● **What is expected**
When the line containing "Query: paved road surface" is reached, begin reproducing lines exactly and continue through the last line of the records below.

Saved entries:
[Start of Attachment]
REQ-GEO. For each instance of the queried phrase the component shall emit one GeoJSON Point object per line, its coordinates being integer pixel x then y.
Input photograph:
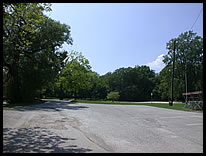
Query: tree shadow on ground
{"type": "Point", "coordinates": [52, 105]}
{"type": "Point", "coordinates": [35, 140]}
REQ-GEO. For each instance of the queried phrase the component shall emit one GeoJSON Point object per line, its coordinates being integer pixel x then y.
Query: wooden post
{"type": "Point", "coordinates": [173, 69]}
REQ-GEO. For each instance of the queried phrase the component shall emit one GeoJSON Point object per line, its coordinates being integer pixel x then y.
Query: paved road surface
{"type": "Point", "coordinates": [63, 127]}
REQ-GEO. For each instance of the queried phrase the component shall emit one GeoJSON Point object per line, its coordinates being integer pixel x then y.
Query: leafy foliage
[End of Attachment]
● **Result**
Query: paved road surface
{"type": "Point", "coordinates": [63, 127]}
REQ-GEO. For each instance of the queried phrase the component shall emit one GeoJSON Point object per line, its coordinates being integer pixel x then y.
Query: leafy foliage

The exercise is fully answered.